_GIVEN EXERCISE_
Transcribe only the part of the listing below that begins at the line containing "background in the photo above." and runs to its final line, keeping both ends.

━━━━━ DATA PROVIDED

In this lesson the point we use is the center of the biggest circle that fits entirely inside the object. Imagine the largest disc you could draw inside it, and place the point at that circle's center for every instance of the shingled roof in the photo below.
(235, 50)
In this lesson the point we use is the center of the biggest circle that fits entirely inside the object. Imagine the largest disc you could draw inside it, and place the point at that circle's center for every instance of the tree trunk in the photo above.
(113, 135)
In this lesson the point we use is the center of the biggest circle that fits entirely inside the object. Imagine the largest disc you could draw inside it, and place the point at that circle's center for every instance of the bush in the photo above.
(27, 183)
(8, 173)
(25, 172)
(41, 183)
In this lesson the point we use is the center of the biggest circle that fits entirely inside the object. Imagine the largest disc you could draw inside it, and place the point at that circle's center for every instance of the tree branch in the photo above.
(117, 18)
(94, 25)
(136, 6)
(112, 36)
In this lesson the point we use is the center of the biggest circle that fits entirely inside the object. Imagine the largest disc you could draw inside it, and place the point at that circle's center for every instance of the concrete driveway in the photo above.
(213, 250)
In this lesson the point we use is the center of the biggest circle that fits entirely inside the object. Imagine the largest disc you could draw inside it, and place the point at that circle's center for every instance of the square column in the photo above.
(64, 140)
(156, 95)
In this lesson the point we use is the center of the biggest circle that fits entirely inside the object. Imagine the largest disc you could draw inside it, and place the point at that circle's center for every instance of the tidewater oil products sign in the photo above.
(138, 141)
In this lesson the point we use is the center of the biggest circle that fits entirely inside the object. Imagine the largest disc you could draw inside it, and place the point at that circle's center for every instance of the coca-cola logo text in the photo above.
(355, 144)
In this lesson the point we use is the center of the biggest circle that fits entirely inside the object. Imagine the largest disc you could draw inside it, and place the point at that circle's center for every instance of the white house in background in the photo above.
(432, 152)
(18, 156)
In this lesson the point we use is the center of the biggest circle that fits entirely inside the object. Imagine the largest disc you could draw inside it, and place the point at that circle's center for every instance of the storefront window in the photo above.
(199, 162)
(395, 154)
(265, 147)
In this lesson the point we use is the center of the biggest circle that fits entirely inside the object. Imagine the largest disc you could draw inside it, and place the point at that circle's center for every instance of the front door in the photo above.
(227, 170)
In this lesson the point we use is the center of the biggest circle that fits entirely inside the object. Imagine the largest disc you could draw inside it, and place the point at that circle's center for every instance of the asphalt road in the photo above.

━━━━━━━━━━

_RESULT FOR THIS TASK_
In this lesson the point we use is the center of the biggest circle that fits entirely inside the object. Imagine the largest disc you could draw inside it, and place the point at that circle's center for every instance of the white house in background in the photo above.
(432, 152)
(18, 156)
In this lesson the point we use is the center of the biggest circle that fits entirely inside the object. Imagine the largest disc you could draw inside it, and place the point at that circle's center for every instance of the storefront window in the photo above.
(199, 162)
(395, 154)
(265, 147)
In this lesson the point we use is the center of the biggest circle that fits entirely inside the object. Imagine the largest disc you could draw inside it, and place the point at that circle's center for every instance of the front door in the photo above.
(227, 170)
In this lesson the point we use is the center of the biggest circle that fits entirely inside the object. Imagine the largest disc you could draw inside it, and place the point at that circle's center for every instance of the asphalt road in the photo above.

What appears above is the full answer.